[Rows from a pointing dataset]
▶
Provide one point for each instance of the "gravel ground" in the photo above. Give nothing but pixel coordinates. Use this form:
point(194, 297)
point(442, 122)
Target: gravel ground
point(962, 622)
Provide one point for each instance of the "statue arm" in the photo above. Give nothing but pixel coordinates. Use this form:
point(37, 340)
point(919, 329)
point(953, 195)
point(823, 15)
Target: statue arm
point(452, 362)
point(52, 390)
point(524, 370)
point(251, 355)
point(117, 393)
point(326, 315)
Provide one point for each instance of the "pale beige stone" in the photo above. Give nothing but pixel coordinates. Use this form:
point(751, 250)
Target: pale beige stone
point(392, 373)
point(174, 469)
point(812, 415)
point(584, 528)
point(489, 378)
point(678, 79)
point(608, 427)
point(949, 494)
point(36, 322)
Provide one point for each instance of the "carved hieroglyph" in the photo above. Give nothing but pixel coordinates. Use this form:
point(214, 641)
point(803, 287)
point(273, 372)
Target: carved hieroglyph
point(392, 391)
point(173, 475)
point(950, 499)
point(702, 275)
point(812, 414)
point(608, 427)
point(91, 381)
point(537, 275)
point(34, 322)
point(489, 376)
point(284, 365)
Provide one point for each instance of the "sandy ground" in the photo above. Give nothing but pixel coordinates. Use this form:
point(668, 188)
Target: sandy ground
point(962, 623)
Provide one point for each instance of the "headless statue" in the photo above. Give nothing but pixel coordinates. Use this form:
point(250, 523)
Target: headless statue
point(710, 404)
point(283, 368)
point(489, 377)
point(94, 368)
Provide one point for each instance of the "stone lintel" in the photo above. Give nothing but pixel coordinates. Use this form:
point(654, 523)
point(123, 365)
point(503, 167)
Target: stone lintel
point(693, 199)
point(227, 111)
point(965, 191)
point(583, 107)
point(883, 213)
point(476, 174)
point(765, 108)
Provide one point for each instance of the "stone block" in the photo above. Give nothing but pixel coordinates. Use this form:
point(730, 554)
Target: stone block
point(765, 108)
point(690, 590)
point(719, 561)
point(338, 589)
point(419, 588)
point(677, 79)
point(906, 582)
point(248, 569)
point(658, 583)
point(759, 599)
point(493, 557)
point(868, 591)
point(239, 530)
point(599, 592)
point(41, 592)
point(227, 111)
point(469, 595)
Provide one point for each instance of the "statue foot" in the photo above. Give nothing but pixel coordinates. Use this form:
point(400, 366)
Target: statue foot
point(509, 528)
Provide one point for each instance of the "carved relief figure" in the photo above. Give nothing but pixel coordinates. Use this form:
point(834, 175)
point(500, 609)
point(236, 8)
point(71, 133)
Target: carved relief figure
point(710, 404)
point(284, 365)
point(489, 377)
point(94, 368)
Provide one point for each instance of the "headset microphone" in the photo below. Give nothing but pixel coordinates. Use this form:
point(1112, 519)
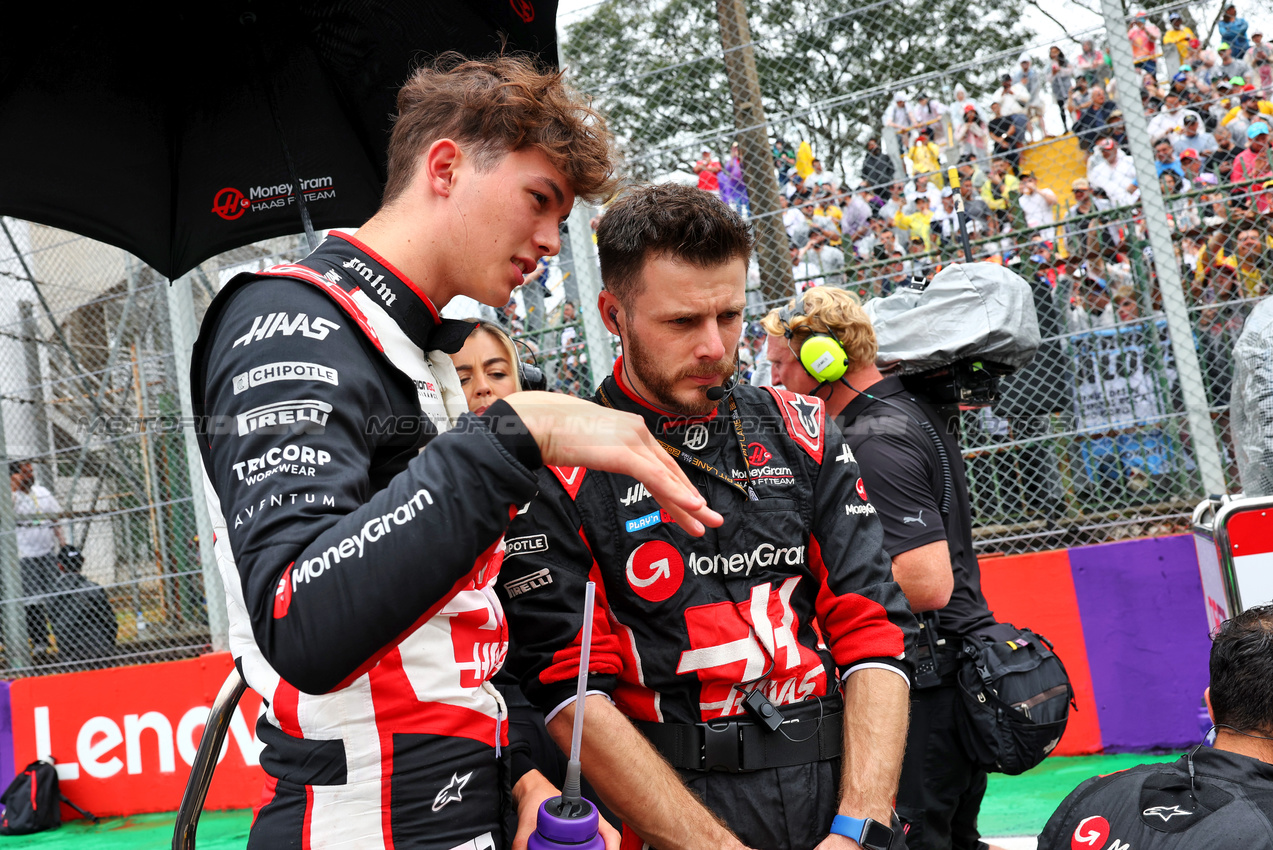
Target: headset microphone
point(717, 393)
◀
YOUR GOAL
Repeat each entry exactly as it appears; skip any picture.

REPLY
Provide one point for each instance of the "gravel ground" in the photo above. Give nothing but pixel coordinates. Use this form:
point(194, 297)
point(442, 122)
Target: gravel ground
point(962, 622)
Provide one point for each instance of the "statue arm" in the photo above. Give nothing but pixel coordinates. Use this form:
point(37, 340)
point(919, 329)
point(953, 195)
point(823, 15)
Target: statue arm
point(452, 362)
point(52, 390)
point(524, 370)
point(251, 355)
point(117, 393)
point(326, 315)
Provide one point for each instance of the "pale beige stone" in the photo above. Give nothing but pixel coordinates. Use this form:
point(751, 250)
Target: pale beige stone
point(392, 373)
point(174, 469)
point(812, 415)
point(584, 528)
point(489, 378)
point(678, 79)
point(608, 427)
point(949, 494)
point(36, 322)
Provide one point for each instance of the "carved hieroglyph" in the photo above. Give nothing but pixel coordinates. Use this form:
point(214, 641)
point(803, 287)
point(273, 372)
Target: carved hieroglyph
point(392, 391)
point(173, 475)
point(950, 499)
point(702, 275)
point(812, 414)
point(608, 427)
point(91, 381)
point(537, 275)
point(34, 322)
point(489, 376)
point(284, 365)
Provide one point for each instance of the "sandy ground" in the photo above. Give nothing but pixel coordinates. Use this form:
point(668, 188)
Target: sandy ground
point(962, 623)
Provide one point for each instance of the "headless statue" in the photo above. Give nothing but pixel coordinates. Use this form:
point(250, 523)
Target: headless statue
point(710, 404)
point(283, 368)
point(489, 377)
point(94, 368)
Provide one point for each instance of the "stone lintel" in the photo above. Give nothing but pixel coordinates. Use this form:
point(654, 523)
point(123, 365)
point(503, 167)
Target: stone lintel
point(693, 199)
point(227, 111)
point(965, 191)
point(583, 107)
point(883, 213)
point(476, 174)
point(765, 108)
Provide one point for each instance of the "stone block" in the photo above. Give nothing but pixel coordinates. Use this form:
point(730, 554)
Target: stone block
point(765, 108)
point(690, 590)
point(719, 561)
point(338, 589)
point(419, 588)
point(677, 79)
point(906, 582)
point(248, 569)
point(658, 583)
point(759, 599)
point(493, 557)
point(868, 591)
point(239, 530)
point(599, 592)
point(41, 592)
point(227, 111)
point(469, 595)
Provide one point for each instance of the "statue foot" in the photo above. Give nothing but pixel coordinates. Use this form:
point(400, 366)
Target: statue foot
point(509, 528)
Provide one point for each instance of the "carved relief figure" in the photo above. Give nothing but pixel coordinates. Use this form:
point(834, 175)
point(500, 609)
point(236, 8)
point(71, 133)
Target: carved relief figure
point(710, 404)
point(284, 365)
point(489, 377)
point(94, 368)
Provide one point for each instance of the "headset microphone" in the photo below. Give nothing but pixel coordinates. Use this form:
point(1112, 519)
Target: headset microphone
point(717, 393)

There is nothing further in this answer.